GMU researchers hope to customize breast cancer treatment
Sunday, February 21, 2010
The technology is produced, the research is done, and now two professors from George Mason University's Prince William County campus are trying to bring their findings to the bedside.
With the help of grant money, Lance Liotta and Emanuel Petricoin launched a clinical trial last week to study whether medical professionals can customize treatment for patients with metastatic breast cancer by looking at the protein pathways that vary inside each tumor.
"This breast cancer trial is the first of its kind and probably the most cutting-edge clinical trial in the U.S. right now, perhaps the world, in terms of breast cancer," Petricoin said. "Five to 10 years ago, we viewed all breast cancer as the same, but the truth is most patients' [tumors] are not alike."
Liotta and Petricoin, who joined Mason in 2005, have spent the past decade studying how to personalize cancer treatment. Because most drug treatments target deranged and activated protein pathways in cells, the duo developed technology that determines which protein pathways are active in an individual's cell. Once medical professionals can pinpoint the active zone, they can select which medication approved by the U.S. Food and Drug Administration will best treat a patient's cancer, the professors said.

> **Information provided**
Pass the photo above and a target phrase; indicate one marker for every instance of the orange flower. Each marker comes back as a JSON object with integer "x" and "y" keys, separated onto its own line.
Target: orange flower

> **To do**
1. Retype the part of the breast cancer treatment article from "GMU researchers hope" up to and including "to the bedside.".
2. Based on the breast cancer treatment article, do these statements agree with it? For each, answer yes or no and quote the words that decide it. (a) Liotta and Petricoin joined Mason in 2005. (b) The clinical trial was launched last month. (c) The trial studies patients with metastatic breast cancer.

> **Answers**
1.
GMU researchers hope to customize breast cancer treatment
Sunday, February 21, 2010
The technology is produced, the research is done, and now two professors from George Mason University's Prince William County campus are trying to bring their findings to the bedside.

2.
(a) Yes: "who joined Mason in 2005"
(b) No: "launched a clinical trial last week"
(c) Yes: "customize treatment for patients with metastatic breast cancer"